# EXERCISE PASSAGE:
##############################

Telangiectasias are tiny red areas, frequently on the face, hands and in the mouth behind the lips. These areas blanch when they are pressed upon and represent dilated capillaries.

Patients can also have "overlap" illness with features of both CREST and the diffuse form of scleroderma. Some patients have overlaps of scleroderma and other autoimmune diseases, such as rheumatoid arthritis, systemic lupus erythematosus, and polymyositis. When features of scleroderma are present along with features of polymyositis and systemic lupus erythematosus, the condition is referred to as mixed connective tissue disease (MCTD).

Finally, scleroderma skin changes can be localized. Morphea is scleroderma skin that is localized to a patchy area of the skin that becomes hardened and slightly pigmented. Sometimes morphea can cause multiple areas of damage in the skin. Linear scleroderma is scleroderma that is localized usually to a lower extremity, frequently presenting as a strip of hardening skin down the leg of a child.

##############################

# PROMPT A:
Reproduce word for word the stretch of the scleroderma passage from "Finally, scleroderma skin" through "of a child.".
# PROMPT B:
For each statement, answer yes or no according to the scleroderma passage, and quote the words that decide it: (i) Telangiectasias blanch when pressed upon. (ii) Mixed connective tissue disease is the name for scleroderma combined with features of rheumatoid arthritis. (iii) Linear scleroderma is usually localized to an upper extremity.

##############################

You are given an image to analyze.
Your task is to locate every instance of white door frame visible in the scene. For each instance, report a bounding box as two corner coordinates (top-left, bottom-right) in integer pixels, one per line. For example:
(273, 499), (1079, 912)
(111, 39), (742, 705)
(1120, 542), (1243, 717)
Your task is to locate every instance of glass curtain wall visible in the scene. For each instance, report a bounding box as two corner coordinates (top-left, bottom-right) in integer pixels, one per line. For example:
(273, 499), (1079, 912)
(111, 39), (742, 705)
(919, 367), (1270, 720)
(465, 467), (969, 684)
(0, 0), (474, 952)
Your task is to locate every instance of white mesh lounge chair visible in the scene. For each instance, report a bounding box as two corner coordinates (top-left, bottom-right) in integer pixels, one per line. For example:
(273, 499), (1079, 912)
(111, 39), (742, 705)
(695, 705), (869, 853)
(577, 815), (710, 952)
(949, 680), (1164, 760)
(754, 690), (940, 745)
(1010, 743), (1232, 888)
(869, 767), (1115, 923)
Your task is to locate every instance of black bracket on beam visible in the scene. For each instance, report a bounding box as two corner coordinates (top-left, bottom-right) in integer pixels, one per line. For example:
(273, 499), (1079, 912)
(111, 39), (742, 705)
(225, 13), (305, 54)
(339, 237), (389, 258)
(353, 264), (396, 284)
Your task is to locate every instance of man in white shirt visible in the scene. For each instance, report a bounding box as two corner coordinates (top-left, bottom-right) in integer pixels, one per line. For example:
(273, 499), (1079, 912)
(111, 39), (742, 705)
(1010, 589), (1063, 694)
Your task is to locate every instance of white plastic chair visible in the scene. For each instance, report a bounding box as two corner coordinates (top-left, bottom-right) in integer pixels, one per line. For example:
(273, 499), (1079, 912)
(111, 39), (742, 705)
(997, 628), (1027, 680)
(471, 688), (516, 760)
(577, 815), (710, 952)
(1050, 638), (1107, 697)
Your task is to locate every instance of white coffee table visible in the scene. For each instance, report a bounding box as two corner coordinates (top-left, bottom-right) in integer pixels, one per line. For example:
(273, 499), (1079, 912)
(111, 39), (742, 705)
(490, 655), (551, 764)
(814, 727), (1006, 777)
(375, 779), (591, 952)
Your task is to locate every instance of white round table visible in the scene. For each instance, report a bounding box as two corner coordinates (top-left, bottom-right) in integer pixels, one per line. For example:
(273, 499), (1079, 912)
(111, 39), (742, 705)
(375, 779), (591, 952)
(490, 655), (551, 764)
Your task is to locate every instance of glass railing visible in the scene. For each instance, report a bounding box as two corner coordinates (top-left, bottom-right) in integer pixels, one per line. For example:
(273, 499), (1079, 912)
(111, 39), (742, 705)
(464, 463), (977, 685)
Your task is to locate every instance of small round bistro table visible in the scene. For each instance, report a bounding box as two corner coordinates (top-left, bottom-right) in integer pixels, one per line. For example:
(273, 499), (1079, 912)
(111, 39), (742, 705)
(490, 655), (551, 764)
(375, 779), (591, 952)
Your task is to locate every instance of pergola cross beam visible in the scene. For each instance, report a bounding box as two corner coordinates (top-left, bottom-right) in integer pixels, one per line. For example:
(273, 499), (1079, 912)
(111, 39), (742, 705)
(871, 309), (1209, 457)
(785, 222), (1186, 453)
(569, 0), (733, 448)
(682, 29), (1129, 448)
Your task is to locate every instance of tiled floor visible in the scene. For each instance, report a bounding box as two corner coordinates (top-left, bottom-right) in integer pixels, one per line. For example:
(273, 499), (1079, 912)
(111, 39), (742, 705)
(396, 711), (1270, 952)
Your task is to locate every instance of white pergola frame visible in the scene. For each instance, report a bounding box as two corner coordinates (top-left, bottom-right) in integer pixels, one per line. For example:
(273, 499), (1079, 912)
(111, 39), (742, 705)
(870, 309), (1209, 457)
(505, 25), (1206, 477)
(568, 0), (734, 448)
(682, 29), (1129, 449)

##############################

# PROBLEM SOLUTION A:
Finally, scleroderma skin changes can be localized. Morphea is scleroderma skin that is localized to a patchy area of the skin that becomes hardened and slightly pigmented. Sometimes morphea can cause multiple areas of damage in the skin. Linear scleroderma is scleroderma that is localized usually to a lower extremity, frequently presenting as a strip of hardening skin down the leg of a child.

# PROBLEM SOLUTION B:
(i) Yes: "These areas blanch when they are pressed upon"
(ii) No: "When features of scleroderma are present along with features of polymyositis and systemic lupus erythematosus, the condition is referred to as mixed connective tissue disease (MCTD)."
(iii) No: "Linear scleroderma is scleroderma that is localized usually to a lower extremity"